What you will do | Return each line, exactly as given, from the one containing "rough mask: <svg" through the end of the entries below, and skip the rest.

Records from a data source:
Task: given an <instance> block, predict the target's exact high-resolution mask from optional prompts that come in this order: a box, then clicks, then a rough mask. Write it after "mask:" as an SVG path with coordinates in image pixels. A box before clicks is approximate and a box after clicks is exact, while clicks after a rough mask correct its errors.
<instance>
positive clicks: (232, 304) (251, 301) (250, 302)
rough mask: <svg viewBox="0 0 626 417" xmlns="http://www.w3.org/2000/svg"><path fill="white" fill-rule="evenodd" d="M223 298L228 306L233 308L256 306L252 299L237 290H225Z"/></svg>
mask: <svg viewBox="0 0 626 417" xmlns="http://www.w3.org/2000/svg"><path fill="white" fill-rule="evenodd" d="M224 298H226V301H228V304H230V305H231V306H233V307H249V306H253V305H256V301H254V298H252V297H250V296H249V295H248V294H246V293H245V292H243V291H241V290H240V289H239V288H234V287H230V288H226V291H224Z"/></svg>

Solution |
rough mask: <svg viewBox="0 0 626 417" xmlns="http://www.w3.org/2000/svg"><path fill="white" fill-rule="evenodd" d="M223 298L228 306L233 308L256 306L252 299L237 290H225Z"/></svg>
mask: <svg viewBox="0 0 626 417" xmlns="http://www.w3.org/2000/svg"><path fill="white" fill-rule="evenodd" d="M224 298H226V301H228V304H230V305H231V306H233V307H249V306H253V305H256V301H254V298H252V297H250V296H249V295H248V294H246V293H245V292H243V291H241V290H240V289H239V288H234V287H230V288H226V291H224Z"/></svg>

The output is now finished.